• TEXTAUSSCHNITT:
# # #
Seit 1979 reist Tomo Križnar in den Sudan im Bemühen, zur Beendigung des Bürgerkriegs dort beizutragen. Er teilte das Leben der dortigen Urbevölkerung und lernte von ihnen, wie man in dieser Welt anders leben kann. Dabei entwickelte er eine große Bewunderung für die Weisheit und Friedfertigkeit dieser Menschen. Im Jahre 2006 wurde er vom Slowenischen Präsidenten Janez Drnovšek als Sonderbotschafter nach Darfur (Sudan) gesandt, um herauszufinden, was dort tatsächlich geschieht und um über die Verhältnisse dort zu berichten. Nach fünf Monaten Recherche unter der Zivilbevölkerung, unter ständiger Beobachtung verschiedenster Rebellengruppen, wurde er von den Truppen der Mission der Afrikanischen Union in Sudan verraten und dem Militärgeheimdienst der sudanesischen Regierung übergeben. Er wurde „wegen Spionage und falscher Berichterstattung aus dem Sudan“ angeklagt und zu zwei Jahren Gefängnis verurteilt. Nach einer großen internationalen Aktion für seine Freilassung wurde er per Dekret des Präsidenten zwei Monate später im September 2006 freigelassen. Nicht weniger als sechs Mal wurde er mittlerweile bei seinen Einsätzen im Sudan und in der Republik Sudan inhaftiert. Es hinderte ihn nicht daran, trotzdem immer wieder in die Kriegsregionen beider Sudanteile zu reisen und seinen Einsatz für Frieden und die Lebensrechte der Bevölkerung weiter zu führen. Er bemühte sich um Kontakte mit Menschenrechtsorganisationen, die EU, US-Regierungsstellen und anderen humanitären Organisationen. In dem 2008 fertig gestellten Dokumentarfilm „Dar Fur - War for Water“, wies er nach, dass vielfach nur Hilfsbereitschaft geheuchelt wird, es in Wirklichkeit aber um Macht sowie um Zugang zu Öl, Land und Wasser geht. Mit Spendengeldern finanzierte Tomo Križnar den Kauf von mehr als 1000 Minikameras, Laptops und Satellitentelefonen, die er ein Jahr nach der Filmpremiere nach Darfur schmuggelte. So konnte er lokale Freiwillige vor Ort dazu ausbilden, selber die Angriffe und Beschießungen, Vergewaltigungen, Morde und Verbrechen zu dokumentieren, die an ihnen verübt werden; er schuf ihnen die Voraussetzung, sich selbst mit Bilddokumenten an die Weltöffentlichkeit zu wenden.
# # #
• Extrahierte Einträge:
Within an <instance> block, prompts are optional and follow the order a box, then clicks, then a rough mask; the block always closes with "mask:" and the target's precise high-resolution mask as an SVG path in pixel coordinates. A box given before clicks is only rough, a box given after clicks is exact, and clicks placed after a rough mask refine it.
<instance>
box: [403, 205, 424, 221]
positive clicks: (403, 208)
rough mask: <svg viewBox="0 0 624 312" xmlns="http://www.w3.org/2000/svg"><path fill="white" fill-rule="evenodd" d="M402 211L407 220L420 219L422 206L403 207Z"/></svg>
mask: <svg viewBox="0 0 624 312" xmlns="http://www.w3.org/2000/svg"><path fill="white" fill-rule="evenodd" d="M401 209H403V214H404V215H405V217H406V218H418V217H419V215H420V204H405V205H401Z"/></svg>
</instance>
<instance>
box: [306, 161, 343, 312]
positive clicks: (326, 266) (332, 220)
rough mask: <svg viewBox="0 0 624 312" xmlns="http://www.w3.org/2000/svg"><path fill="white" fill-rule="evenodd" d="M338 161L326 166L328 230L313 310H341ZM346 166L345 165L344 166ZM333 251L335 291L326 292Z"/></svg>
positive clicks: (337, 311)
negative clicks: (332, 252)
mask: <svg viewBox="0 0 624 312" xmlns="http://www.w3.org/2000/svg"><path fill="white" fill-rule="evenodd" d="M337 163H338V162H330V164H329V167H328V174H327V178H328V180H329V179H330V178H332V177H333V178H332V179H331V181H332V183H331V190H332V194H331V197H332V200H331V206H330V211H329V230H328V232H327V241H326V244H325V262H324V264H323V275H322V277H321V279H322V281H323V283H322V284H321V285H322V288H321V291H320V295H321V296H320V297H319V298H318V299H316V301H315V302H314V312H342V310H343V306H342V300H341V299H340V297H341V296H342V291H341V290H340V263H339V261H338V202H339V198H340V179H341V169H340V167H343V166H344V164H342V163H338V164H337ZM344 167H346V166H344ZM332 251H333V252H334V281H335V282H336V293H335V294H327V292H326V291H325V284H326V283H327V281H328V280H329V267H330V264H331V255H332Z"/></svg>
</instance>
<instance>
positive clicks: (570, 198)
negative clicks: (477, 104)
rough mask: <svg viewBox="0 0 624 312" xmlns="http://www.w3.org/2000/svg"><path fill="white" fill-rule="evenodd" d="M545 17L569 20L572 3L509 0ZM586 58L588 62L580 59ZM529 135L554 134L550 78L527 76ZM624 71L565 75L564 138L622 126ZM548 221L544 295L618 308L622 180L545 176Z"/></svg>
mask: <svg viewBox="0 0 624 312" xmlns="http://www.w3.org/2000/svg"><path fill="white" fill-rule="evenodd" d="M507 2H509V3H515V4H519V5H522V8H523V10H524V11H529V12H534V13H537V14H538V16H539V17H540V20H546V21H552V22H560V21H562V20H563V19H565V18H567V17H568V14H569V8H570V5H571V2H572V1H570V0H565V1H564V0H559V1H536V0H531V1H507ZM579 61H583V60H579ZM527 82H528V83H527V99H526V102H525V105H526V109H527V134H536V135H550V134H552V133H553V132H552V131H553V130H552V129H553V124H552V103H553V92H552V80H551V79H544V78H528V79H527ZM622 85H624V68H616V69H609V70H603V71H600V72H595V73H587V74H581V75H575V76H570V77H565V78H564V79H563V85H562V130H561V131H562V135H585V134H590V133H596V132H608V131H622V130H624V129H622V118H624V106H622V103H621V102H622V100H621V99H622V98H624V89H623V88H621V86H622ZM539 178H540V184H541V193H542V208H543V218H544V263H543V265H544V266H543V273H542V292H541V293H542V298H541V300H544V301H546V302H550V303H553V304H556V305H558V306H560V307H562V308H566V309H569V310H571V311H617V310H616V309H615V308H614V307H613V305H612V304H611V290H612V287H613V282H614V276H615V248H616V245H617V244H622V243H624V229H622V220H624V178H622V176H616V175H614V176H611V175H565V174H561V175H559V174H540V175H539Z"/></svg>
# # #
• ARBEITSAUFTRAG: Übersetze den folgenden Satz aus dem Textausschnitt über Tomo Križnar ins Englische: „Mit Spendengeldern finanzierte Tomo Križnar den Kauf von mehr als 1000 Minikameras, Laptops und Satellitentelefonen, die er ein Jahr nach der Filmpremiere nach Darfur schmuggelte.“

• LÖSUNG: With donated funds, Tomo Križnar financed the purchase of more than 1,000 mini cameras, laptops and satellite phones, which he smuggled into Darfur a year after the film premiere.